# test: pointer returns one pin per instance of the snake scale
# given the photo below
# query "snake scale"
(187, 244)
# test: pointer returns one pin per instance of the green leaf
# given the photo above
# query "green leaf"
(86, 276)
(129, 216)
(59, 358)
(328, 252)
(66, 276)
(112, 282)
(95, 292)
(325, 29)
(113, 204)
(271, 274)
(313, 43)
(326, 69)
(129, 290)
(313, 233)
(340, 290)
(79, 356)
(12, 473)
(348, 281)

=====

#### What the task asks:
Copy the stretch from the line containing "# test: pointer returns one pin per instance of the green" through the end of the rows, reproducing each line without any change.

#### Completed exercise:
# test: pointer returns one pin per instance of the green leaf
# given the photo above
# query "green leaf"
(86, 276)
(129, 216)
(59, 358)
(328, 252)
(66, 276)
(112, 282)
(95, 292)
(325, 29)
(113, 204)
(271, 274)
(313, 43)
(326, 69)
(129, 290)
(313, 233)
(340, 290)
(79, 356)
(12, 473)
(348, 281)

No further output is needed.